= Beginning of Section =

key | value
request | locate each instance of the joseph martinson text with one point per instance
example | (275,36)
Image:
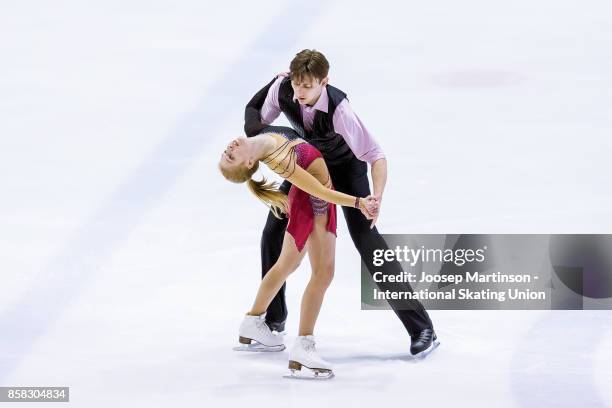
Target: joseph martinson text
(452,293)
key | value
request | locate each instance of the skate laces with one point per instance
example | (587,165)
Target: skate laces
(309,346)
(261,325)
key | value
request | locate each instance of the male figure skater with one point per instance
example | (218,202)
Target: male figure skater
(321,114)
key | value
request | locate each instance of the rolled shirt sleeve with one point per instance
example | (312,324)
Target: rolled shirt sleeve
(355,134)
(271,108)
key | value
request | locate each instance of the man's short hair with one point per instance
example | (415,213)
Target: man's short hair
(309,63)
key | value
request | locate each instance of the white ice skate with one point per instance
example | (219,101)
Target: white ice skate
(255,335)
(304,362)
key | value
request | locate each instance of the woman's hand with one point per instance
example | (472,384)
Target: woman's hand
(369,207)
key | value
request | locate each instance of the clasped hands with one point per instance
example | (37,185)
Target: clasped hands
(370,208)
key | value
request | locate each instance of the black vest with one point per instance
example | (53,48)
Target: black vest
(323,136)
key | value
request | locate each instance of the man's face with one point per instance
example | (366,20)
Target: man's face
(307,89)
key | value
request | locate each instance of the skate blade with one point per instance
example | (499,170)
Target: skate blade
(301,372)
(427,351)
(258,347)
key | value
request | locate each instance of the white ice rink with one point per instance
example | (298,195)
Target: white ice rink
(127,261)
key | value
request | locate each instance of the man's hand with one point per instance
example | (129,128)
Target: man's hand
(369,207)
(377,201)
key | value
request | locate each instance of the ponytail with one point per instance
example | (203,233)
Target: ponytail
(269,194)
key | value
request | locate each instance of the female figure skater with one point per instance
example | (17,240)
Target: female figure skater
(312,226)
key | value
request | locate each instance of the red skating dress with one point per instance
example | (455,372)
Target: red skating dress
(302,206)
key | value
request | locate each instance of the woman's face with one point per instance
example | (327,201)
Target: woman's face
(236,153)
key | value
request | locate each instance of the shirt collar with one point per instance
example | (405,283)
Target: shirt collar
(322,103)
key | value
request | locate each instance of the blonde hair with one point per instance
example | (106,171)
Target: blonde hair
(267,192)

= End of Section =

WHAT THE EXERCISE ASKS: The exact lines of the material above starting at the one that contains "example | (415,213)" and ending at the one that contains "request | locate each instance of the black" are what to retype; leave out everything else.

RESPONSE BELOW:
example | (415,213)
Target: man's short hair
(309,63)
key | value
request | locate each instance of the white ice skate with one point per instance
example | (219,101)
Target: white ice skate
(255,335)
(304,362)
key | value
request | locate each instance of the woman's hand with one point per instance
example | (472,384)
Target: woman's hand
(369,207)
key | value
request | locate each instance of the clasped hands with one point per instance
example | (37,185)
Target: clasped hands
(370,208)
key | value
request | locate each instance of the black vest with one point per instance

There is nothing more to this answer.